Short task
Arrange every line of the entries below as a numbered list, leaving out the blank lines.

Records from a collection
^^^^
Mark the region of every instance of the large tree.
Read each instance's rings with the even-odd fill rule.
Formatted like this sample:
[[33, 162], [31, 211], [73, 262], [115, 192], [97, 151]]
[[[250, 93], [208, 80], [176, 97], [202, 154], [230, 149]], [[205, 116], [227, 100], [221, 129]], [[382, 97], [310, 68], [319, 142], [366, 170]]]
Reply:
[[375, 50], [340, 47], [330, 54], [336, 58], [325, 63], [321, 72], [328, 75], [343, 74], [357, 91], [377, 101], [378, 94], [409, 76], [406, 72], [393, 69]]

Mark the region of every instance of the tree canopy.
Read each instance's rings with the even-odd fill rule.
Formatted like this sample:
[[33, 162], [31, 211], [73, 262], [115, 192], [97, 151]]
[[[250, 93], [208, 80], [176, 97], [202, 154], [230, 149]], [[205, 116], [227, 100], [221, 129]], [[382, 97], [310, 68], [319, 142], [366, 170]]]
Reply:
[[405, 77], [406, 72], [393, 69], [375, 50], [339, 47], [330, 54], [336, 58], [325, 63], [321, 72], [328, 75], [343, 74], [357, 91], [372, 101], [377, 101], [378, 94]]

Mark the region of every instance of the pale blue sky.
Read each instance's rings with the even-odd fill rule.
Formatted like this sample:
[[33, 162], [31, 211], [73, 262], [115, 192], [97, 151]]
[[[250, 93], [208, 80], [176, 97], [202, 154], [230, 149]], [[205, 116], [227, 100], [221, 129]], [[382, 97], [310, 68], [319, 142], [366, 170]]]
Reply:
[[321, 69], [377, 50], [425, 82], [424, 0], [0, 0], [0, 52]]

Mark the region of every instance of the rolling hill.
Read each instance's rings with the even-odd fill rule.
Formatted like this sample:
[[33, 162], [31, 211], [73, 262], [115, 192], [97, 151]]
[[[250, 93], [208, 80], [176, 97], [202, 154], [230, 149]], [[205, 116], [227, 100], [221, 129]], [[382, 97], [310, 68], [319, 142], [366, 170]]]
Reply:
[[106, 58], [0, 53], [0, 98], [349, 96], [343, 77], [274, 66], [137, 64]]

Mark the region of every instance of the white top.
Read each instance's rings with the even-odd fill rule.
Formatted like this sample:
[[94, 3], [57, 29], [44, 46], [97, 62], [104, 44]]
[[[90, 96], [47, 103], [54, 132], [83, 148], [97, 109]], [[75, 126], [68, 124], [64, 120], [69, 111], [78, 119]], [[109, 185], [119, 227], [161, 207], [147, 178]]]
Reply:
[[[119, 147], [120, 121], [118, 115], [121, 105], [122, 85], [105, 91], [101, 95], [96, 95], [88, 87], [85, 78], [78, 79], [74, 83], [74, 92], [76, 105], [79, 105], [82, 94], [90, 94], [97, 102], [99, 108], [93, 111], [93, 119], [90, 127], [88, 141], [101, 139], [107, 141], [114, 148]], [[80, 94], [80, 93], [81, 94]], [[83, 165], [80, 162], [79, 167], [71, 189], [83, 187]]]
^^^^
Finished answer
1. Mark the region of every instance of the large tree.
2. Read each instance's rings with the even-odd fill rule.
3. Formatted like this sample:
4. [[33, 162], [31, 211], [73, 262], [115, 192], [97, 151]]
5. [[[250, 93], [208, 80], [176, 97], [202, 154], [230, 149]], [[205, 116], [227, 100], [221, 129]], [[382, 97], [310, 68], [319, 142], [366, 170]]]
6. Reply:
7. [[375, 50], [340, 47], [330, 54], [336, 58], [325, 63], [321, 72], [328, 75], [343, 74], [357, 91], [377, 101], [378, 94], [409, 76], [406, 72], [393, 69]]
8. Mark the region of every instance of the tree canopy.
9. Read each instance's rings with the even-odd fill rule.
10. Formatted like this sample:
11. [[33, 162], [31, 211], [73, 262], [115, 192], [97, 151]]
12. [[[250, 93], [208, 80], [176, 97], [202, 154], [230, 149]], [[205, 116], [227, 100], [221, 129]], [[382, 97], [310, 68], [319, 142], [366, 170]]]
13. Reply:
14. [[405, 77], [406, 72], [393, 69], [375, 50], [339, 47], [330, 54], [336, 58], [325, 63], [321, 72], [328, 75], [343, 74], [357, 91], [372, 101], [377, 101], [378, 94]]
15. Mark the region of every instance of the pale blue sky.
16. Read each instance's rings with the even-odd fill rule.
17. Formatted like this sample:
18. [[33, 162], [31, 211], [73, 262], [115, 192], [97, 151]]
19. [[[250, 93], [208, 80], [176, 97], [202, 154], [230, 149]], [[205, 116], [227, 100], [221, 129]], [[382, 97], [310, 68], [319, 142], [366, 170]]]
20. Reply:
21. [[321, 69], [377, 50], [425, 82], [424, 0], [0, 0], [0, 52]]
22. Mark the region of every instance of the rolling hill.
23. Read each instance's rings with the even-odd fill rule.
24. Formatted like this sample:
25. [[33, 162], [31, 211], [73, 262], [115, 192], [97, 151]]
26. [[[250, 93], [208, 80], [176, 97], [202, 154], [230, 149]], [[205, 116], [227, 100], [221, 129]], [[382, 97], [310, 68], [319, 142], [366, 170]]]
27. Reply:
28. [[106, 58], [0, 53], [0, 98], [349, 96], [343, 77], [274, 66], [137, 64]]
29. Mark the region of every instance of the white top.
30. Read each instance's rings with the even-odd fill rule.
31. Formatted like this sample:
32. [[94, 3], [57, 29], [44, 46], [97, 62], [104, 44]]
33. [[[90, 96], [47, 103], [54, 132], [83, 148], [97, 109]], [[75, 126], [68, 124], [64, 120], [69, 111], [78, 119]], [[109, 185], [119, 227], [161, 207], [147, 178]]]
34. Reply:
35. [[[119, 147], [120, 121], [118, 115], [121, 105], [122, 85], [105, 91], [101, 95], [96, 95], [88, 87], [85, 78], [78, 79], [74, 83], [74, 92], [76, 105], [79, 105], [82, 94], [90, 94], [97, 102], [99, 108], [93, 111], [93, 119], [90, 127], [88, 141], [101, 139], [107, 141], [114, 148]], [[80, 94], [80, 93], [81, 94]], [[83, 165], [80, 162], [79, 167], [71, 189], [83, 187]]]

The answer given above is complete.